Recorded data
-------------------------

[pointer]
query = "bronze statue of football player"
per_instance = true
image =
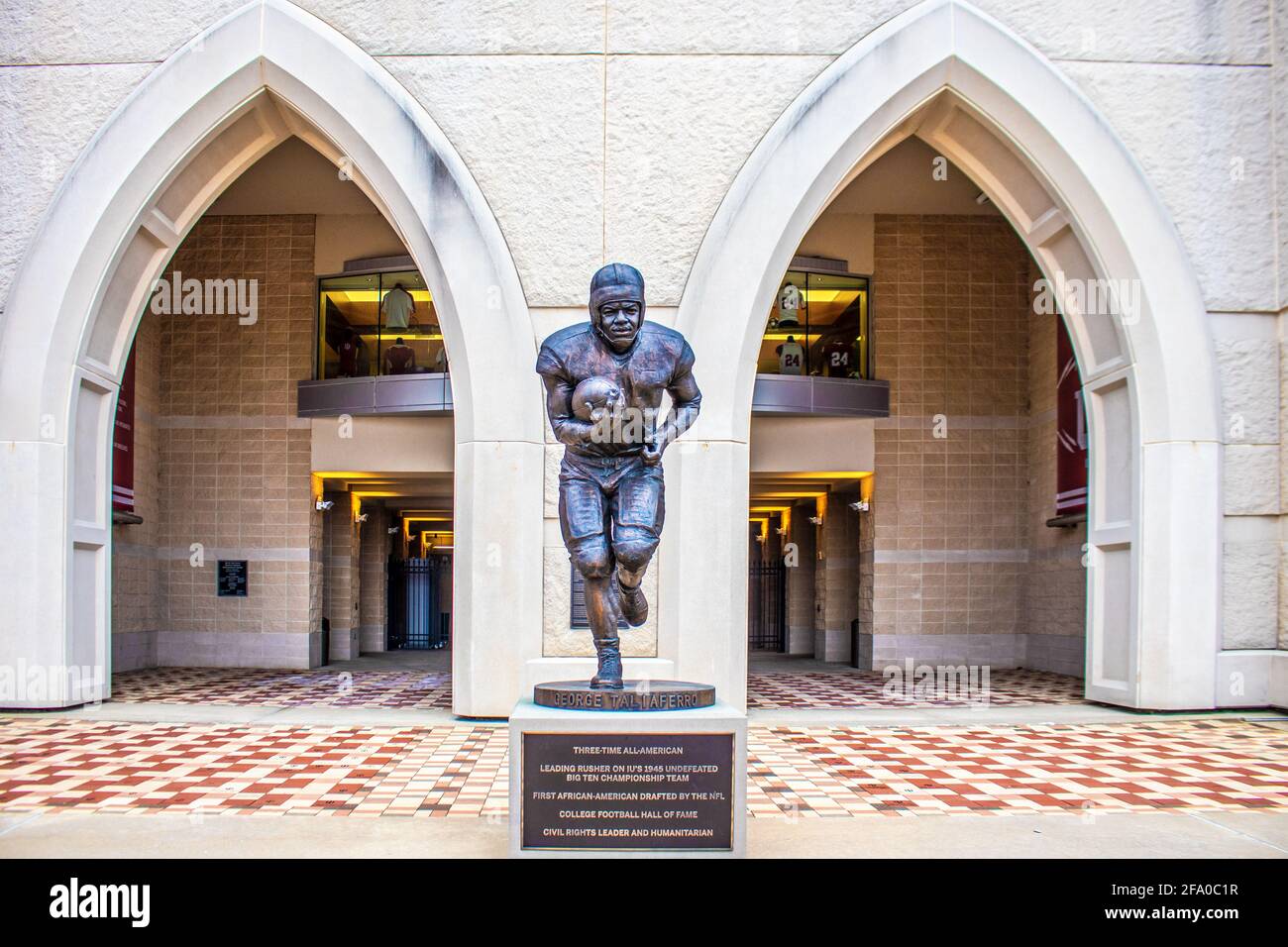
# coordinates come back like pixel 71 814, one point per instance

-------------------------

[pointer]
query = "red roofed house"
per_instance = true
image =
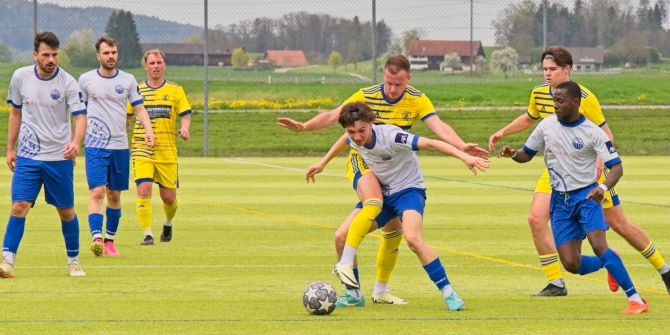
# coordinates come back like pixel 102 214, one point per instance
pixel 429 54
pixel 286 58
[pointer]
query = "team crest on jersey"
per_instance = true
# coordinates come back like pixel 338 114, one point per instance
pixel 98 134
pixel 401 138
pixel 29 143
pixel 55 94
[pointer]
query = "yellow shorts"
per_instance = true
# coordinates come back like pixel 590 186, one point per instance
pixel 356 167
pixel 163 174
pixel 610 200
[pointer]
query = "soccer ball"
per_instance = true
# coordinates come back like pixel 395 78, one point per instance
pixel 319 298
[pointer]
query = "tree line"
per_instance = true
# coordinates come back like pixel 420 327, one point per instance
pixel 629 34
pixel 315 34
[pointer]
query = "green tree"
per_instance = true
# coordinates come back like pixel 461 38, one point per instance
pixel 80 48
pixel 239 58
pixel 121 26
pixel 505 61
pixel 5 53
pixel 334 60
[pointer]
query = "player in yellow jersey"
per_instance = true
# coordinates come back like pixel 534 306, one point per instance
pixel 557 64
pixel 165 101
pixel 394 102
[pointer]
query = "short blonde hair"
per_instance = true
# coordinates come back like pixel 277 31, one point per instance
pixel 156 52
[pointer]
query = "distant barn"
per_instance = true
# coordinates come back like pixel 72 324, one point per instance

-------------------------

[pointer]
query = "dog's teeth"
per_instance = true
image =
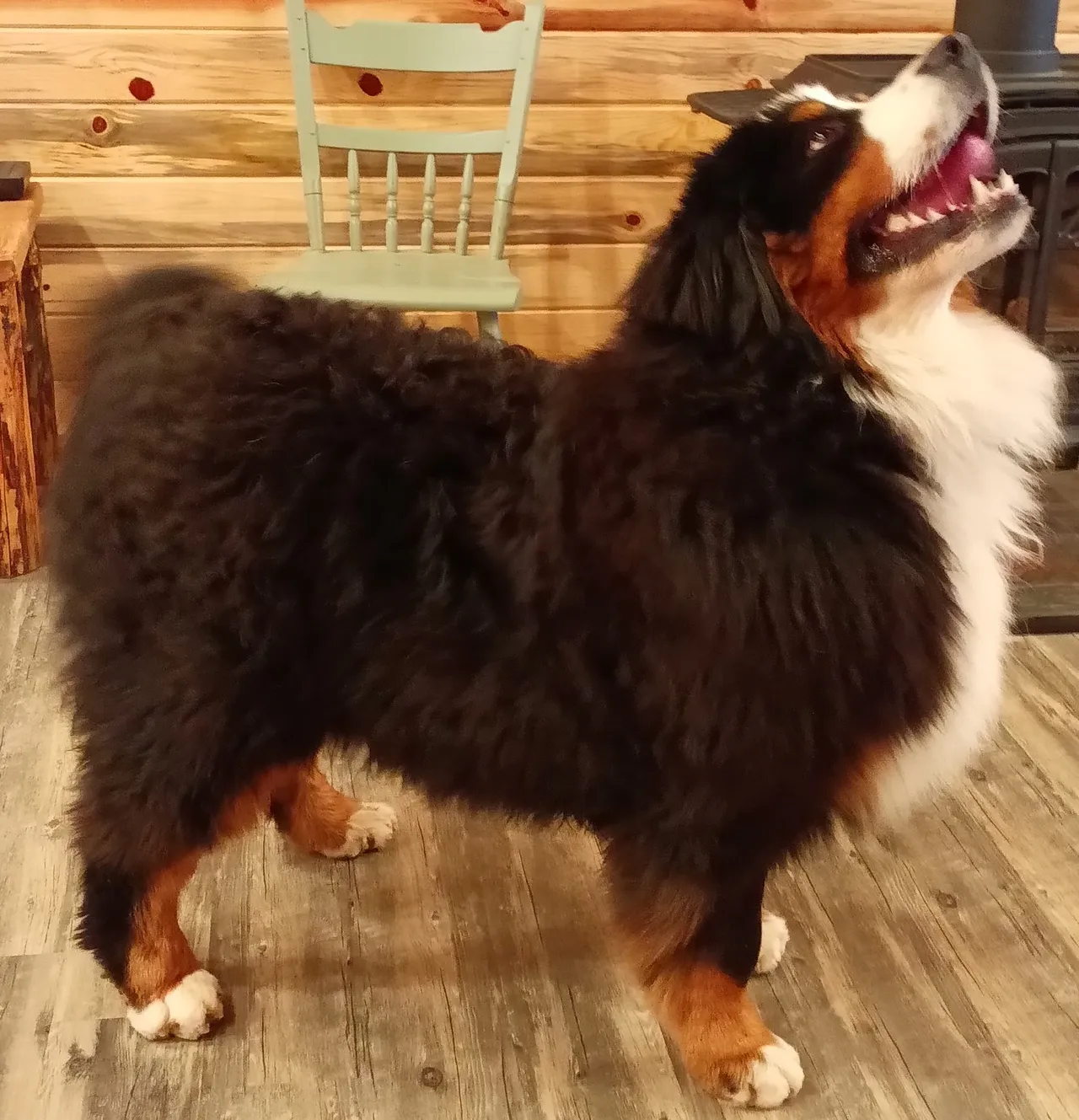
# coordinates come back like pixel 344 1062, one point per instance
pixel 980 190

-------------------------

Task objective
Look above for the line holding "# coordinates come back like pixel 461" and the line holding "# coordinates come back like pixel 72". Retype both, and every line between them, word for word and nothing else.

Worked solution
# coordinates come back like pixel 461 38, one point per instance
pixel 80 48
pixel 239 58
pixel 121 26
pixel 505 61
pixel 5 53
pixel 334 60
[pointer]
query = "player in yellow jersey"
per_instance = true
# coordinates come back like pixel 534 306, one point per instance
pixel 557 64
pixel 165 101
pixel 394 102
[pointer]
query = "short blonde hair"
per_instance = true
# coordinates come back like pixel 277 31, one point per instance
pixel 156 52
[pointer]
query = "distant barn"
per_instance = true
# coordinates come back like pixel 72 324, one point per instance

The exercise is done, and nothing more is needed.